Short exercise>
Which lines of the data below contain the word "dress"? Copy each of them, treating uppercase and lowercase as different.

------------------------------

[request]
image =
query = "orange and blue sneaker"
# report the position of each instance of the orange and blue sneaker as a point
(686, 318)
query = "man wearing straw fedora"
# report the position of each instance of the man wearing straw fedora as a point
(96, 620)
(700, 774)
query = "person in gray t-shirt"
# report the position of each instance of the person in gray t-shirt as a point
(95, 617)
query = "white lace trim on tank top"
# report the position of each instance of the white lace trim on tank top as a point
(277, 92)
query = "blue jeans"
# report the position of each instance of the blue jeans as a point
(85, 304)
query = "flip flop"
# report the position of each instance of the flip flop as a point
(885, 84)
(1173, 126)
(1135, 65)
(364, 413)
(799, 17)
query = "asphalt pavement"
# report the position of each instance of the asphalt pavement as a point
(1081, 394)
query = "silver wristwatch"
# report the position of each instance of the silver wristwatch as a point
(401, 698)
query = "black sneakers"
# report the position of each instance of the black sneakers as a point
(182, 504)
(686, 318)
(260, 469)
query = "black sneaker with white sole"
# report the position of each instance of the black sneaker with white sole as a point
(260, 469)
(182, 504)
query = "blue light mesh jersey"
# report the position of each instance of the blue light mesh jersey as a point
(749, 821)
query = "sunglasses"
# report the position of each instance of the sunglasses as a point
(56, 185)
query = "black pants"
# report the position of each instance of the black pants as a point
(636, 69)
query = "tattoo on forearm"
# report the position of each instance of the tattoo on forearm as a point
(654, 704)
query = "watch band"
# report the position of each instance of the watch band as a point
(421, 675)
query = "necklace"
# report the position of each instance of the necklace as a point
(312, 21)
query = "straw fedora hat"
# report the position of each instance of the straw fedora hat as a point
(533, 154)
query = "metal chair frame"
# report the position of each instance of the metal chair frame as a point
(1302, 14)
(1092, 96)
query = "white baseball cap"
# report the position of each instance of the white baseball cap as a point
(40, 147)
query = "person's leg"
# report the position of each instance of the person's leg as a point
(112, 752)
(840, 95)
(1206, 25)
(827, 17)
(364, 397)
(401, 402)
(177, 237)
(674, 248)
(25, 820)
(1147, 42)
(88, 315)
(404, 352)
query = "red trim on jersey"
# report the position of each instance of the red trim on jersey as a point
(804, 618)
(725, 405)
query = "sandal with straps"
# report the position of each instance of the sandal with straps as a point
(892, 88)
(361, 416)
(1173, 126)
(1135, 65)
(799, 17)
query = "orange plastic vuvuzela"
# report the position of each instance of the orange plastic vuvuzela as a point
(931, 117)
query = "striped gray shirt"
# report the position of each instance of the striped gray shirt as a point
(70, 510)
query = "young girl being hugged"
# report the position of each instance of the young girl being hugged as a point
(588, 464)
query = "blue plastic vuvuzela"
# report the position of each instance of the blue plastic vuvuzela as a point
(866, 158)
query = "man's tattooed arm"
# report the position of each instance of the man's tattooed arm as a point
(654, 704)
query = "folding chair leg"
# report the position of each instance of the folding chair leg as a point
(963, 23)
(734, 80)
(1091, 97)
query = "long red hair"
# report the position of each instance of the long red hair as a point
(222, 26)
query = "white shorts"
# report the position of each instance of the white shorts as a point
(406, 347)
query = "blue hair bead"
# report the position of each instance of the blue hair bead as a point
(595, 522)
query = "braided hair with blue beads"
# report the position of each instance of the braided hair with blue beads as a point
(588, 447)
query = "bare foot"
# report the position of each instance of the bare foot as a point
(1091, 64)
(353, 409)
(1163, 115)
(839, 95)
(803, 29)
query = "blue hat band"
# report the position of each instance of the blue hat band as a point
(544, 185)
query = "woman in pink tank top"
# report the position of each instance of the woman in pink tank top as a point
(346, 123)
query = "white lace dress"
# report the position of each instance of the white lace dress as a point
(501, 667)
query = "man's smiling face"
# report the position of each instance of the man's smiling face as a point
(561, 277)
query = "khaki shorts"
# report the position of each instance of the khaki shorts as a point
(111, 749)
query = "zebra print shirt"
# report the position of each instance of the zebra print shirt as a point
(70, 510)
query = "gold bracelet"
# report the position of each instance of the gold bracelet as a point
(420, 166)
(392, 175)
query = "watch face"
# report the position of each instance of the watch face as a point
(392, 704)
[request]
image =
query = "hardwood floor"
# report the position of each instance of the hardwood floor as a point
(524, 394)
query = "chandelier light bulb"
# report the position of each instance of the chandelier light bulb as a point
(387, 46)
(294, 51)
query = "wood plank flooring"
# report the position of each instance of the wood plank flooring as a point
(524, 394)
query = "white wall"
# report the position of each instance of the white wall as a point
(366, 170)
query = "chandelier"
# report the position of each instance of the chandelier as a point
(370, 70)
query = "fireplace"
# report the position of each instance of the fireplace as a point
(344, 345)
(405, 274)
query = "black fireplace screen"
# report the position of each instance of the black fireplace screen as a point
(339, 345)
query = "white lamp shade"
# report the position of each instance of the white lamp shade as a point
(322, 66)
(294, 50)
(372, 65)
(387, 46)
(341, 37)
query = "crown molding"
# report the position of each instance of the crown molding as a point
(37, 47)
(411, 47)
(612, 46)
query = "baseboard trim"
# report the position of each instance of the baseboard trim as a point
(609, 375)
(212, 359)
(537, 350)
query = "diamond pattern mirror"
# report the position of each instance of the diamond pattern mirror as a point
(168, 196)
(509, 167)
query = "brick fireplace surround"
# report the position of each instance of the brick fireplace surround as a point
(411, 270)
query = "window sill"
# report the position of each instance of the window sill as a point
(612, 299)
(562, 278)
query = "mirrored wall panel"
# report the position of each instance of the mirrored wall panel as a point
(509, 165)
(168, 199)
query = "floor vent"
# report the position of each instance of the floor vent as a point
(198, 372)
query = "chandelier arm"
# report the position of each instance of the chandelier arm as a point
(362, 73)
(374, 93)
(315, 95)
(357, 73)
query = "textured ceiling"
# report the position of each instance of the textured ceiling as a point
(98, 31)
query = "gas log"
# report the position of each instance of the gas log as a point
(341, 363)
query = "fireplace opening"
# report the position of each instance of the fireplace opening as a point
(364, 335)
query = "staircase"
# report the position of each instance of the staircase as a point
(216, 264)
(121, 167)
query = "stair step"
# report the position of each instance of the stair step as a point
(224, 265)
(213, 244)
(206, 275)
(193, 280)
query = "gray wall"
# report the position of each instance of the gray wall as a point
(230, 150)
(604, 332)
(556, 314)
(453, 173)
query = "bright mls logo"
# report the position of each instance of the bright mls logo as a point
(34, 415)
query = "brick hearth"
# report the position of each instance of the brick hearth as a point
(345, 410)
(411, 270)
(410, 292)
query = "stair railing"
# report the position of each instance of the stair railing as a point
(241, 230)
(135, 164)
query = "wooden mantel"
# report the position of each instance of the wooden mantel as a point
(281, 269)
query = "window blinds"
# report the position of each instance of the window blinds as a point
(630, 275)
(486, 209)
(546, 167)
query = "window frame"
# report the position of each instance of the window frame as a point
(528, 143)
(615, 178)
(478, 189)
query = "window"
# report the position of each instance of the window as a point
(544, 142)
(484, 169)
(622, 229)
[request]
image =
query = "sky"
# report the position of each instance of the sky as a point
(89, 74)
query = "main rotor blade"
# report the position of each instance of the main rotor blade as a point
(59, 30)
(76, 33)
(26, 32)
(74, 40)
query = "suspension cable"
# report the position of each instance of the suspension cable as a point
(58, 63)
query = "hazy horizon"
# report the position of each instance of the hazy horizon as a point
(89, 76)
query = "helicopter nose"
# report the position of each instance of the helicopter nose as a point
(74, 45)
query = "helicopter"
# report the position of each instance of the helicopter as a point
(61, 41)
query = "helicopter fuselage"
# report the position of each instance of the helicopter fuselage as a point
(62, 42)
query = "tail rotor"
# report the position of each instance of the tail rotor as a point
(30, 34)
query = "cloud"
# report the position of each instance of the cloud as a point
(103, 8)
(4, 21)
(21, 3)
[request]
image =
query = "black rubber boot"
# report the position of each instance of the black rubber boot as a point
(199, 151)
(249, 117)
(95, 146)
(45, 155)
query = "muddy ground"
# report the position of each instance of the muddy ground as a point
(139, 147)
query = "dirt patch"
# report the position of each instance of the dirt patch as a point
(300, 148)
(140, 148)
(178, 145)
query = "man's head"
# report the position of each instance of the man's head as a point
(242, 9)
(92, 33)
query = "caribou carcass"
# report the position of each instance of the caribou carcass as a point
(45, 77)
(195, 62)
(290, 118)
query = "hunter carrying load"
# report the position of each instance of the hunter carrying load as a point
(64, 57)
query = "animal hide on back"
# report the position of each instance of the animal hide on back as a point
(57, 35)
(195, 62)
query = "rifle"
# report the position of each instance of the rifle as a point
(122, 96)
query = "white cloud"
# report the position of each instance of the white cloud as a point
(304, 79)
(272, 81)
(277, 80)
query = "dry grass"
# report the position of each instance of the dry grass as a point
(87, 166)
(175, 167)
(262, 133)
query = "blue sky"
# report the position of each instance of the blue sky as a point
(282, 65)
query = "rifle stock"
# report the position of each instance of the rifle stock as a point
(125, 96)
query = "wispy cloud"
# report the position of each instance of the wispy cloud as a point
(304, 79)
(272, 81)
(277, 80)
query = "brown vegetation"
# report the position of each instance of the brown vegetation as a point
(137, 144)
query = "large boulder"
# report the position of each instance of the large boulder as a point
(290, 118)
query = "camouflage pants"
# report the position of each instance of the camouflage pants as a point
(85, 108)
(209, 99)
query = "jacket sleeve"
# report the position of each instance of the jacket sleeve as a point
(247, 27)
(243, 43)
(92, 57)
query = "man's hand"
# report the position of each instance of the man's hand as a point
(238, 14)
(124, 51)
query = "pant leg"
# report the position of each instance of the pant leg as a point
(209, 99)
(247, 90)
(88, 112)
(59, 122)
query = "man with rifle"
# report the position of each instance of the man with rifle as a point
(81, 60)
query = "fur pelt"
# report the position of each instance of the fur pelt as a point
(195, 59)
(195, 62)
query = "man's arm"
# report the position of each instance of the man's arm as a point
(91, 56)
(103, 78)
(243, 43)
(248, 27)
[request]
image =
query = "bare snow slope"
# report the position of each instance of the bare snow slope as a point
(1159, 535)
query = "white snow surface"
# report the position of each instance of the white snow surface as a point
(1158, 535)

------------------------------

Result of the exercise>
query = "white lace dress"
# report the position of each instance of the white lace dress as a point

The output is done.